Assignment: Below are some records. Output the lines from the first one through the line that holds "Question: What bounding box encloses the plant", exactly as written, with no pictures.

Data:

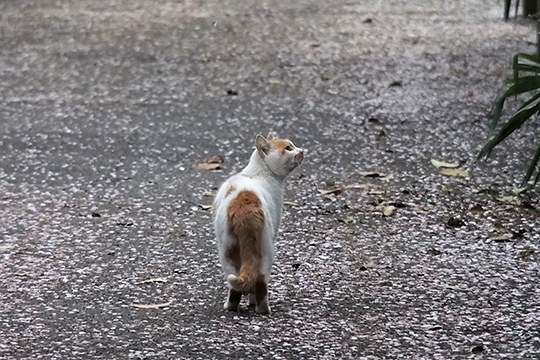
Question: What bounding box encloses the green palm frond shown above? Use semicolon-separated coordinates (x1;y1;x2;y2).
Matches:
488;76;540;135
480;52;540;187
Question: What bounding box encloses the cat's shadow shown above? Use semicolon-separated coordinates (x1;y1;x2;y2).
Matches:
221;299;287;318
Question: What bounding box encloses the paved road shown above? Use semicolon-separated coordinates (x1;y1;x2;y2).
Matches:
1;0;539;358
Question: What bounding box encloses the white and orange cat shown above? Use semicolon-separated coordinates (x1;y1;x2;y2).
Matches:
213;133;304;314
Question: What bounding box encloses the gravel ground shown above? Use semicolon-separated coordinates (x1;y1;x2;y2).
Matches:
1;0;539;359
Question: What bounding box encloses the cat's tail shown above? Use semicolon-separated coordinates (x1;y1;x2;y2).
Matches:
227;190;264;292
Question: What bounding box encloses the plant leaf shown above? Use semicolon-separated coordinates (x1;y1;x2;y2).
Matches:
488;76;540;135
534;165;540;185
513;53;540;76
487;53;540;143
506;76;540;96
521;142;540;186
479;92;540;160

Expected output:
Question: What bounding box encloses the green palm frond shown above? Use semicolon-separated coordinates (x1;y1;x2;y2).
Matches:
488;76;540;135
480;52;540;187
Question: What bounding box encloses the cat's shadow shown above? Use semicolon-separated coordinates (x1;y1;x2;y2).
Matches:
221;299;287;318
Question: What bounding box encloses the paved road shown above? Use semicolon-separated coordinates (x1;y1;x2;y2).
Matches:
1;0;539;358
Question: What bounding box encloses the white and orange cat shown above? Use semicolon-separated coordinates (x1;y1;x2;y2).
Matches:
213;133;304;314
Question: What bounding box encloses the gravel ground shown above? Use semicolon-separated coordinates (x1;y1;x2;y2).
Matches:
1;0;539;359
Question: What bounding box encloses the cat's tail shown above? Use semicolon-separated coordinates (x1;y1;x2;y2).
Matches:
227;190;264;292
Question: What bounding box encloses the plant leaf shown above? Use semicolon-separated coordinates (x1;y1;x2;y2).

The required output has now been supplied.